Copy out every line of the listing below that contains the string "white".
::: Record list :::
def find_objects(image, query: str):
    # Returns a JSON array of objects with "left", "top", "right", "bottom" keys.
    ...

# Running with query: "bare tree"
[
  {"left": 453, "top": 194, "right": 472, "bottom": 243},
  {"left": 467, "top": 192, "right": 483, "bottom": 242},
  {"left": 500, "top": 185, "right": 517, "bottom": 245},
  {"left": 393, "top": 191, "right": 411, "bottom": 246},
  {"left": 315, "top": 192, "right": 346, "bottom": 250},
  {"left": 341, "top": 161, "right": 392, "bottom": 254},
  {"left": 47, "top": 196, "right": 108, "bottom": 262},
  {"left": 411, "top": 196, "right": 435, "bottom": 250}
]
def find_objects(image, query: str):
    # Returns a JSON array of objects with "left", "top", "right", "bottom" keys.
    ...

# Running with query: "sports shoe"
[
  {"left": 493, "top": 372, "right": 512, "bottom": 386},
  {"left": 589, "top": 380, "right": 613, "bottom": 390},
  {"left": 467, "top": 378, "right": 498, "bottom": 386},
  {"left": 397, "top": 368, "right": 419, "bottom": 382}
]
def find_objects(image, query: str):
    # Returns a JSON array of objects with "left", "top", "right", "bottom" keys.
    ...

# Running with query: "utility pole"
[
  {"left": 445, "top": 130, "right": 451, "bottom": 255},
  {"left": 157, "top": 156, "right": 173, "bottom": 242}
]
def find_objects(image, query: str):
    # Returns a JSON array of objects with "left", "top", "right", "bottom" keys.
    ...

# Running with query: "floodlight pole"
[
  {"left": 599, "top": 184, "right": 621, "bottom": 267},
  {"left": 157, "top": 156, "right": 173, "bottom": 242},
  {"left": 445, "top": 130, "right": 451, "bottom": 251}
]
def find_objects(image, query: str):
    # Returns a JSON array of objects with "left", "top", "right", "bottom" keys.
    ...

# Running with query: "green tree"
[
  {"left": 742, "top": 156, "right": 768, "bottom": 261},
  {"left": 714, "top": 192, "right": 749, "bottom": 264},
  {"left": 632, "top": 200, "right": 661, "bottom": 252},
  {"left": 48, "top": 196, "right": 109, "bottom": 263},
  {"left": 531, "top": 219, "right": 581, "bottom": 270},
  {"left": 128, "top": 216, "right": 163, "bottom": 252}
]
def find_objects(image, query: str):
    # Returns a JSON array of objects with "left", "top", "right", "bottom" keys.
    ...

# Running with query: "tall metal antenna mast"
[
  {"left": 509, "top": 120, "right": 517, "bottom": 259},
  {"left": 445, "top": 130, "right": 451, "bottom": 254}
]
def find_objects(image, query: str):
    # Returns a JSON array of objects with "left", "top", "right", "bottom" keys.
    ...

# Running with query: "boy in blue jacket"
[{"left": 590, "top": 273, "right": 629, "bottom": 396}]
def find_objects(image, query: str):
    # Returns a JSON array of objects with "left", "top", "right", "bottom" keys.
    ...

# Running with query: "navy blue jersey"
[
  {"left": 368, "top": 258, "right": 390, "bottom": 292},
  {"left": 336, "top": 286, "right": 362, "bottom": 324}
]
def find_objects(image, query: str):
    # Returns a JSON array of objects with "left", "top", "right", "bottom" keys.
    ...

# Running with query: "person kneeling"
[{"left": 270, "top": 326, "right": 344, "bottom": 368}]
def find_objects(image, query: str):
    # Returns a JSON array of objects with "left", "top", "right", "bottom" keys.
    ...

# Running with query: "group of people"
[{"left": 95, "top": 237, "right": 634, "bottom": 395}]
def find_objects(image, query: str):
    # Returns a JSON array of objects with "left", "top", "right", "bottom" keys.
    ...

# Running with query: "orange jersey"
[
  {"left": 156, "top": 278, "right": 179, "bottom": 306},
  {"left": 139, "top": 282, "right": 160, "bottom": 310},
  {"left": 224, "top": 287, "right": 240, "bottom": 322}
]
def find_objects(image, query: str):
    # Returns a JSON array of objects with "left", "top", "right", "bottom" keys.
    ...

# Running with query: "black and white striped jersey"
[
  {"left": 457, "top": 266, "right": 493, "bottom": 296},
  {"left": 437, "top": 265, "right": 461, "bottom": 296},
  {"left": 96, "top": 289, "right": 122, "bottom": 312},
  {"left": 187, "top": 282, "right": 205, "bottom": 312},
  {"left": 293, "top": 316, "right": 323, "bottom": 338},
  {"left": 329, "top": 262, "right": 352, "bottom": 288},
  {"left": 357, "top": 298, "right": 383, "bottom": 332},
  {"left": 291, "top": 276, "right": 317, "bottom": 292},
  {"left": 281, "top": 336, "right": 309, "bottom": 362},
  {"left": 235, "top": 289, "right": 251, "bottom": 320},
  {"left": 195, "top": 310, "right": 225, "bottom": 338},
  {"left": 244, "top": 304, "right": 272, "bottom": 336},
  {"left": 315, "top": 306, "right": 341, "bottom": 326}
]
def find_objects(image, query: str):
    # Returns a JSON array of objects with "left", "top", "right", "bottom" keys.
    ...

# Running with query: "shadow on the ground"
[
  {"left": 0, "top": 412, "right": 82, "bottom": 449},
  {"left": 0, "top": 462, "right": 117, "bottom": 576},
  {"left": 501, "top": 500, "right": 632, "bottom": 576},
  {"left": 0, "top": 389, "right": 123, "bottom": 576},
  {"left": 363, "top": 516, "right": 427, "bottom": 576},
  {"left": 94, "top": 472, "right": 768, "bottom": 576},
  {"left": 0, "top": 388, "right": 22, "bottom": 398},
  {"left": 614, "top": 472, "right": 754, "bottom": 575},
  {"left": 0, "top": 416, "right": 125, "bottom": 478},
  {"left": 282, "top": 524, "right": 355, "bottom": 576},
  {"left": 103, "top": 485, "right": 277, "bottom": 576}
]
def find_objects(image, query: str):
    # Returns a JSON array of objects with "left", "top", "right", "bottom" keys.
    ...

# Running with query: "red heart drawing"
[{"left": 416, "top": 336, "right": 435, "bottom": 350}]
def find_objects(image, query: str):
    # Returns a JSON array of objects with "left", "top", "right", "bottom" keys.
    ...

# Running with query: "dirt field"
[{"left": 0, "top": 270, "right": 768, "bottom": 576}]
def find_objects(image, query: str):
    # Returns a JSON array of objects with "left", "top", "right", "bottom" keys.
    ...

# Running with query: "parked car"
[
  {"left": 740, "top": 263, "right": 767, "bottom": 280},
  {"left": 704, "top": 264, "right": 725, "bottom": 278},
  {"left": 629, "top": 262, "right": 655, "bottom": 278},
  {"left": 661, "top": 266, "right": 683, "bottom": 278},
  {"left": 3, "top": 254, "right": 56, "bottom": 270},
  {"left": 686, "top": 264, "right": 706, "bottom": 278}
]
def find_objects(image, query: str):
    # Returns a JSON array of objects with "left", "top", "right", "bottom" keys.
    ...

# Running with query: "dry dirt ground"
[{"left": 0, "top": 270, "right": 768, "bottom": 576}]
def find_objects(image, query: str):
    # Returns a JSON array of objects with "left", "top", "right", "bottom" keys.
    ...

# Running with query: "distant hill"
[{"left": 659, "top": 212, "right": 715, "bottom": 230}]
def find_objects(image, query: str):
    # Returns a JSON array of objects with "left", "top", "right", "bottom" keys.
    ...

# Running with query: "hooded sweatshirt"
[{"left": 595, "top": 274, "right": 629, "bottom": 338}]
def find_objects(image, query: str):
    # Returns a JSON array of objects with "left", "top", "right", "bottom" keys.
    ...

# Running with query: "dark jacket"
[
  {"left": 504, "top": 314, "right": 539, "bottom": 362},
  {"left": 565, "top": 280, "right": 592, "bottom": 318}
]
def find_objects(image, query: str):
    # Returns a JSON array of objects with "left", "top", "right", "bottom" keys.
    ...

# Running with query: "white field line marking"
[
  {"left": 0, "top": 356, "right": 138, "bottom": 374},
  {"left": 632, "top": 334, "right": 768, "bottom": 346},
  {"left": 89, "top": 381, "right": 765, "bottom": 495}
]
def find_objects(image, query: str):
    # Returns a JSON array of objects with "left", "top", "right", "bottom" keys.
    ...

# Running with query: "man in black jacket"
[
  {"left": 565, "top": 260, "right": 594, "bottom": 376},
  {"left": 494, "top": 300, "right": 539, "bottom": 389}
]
:::
| Written solution |
# Running with query: "black and white striped jersey"
# Running with query: "white field line marking"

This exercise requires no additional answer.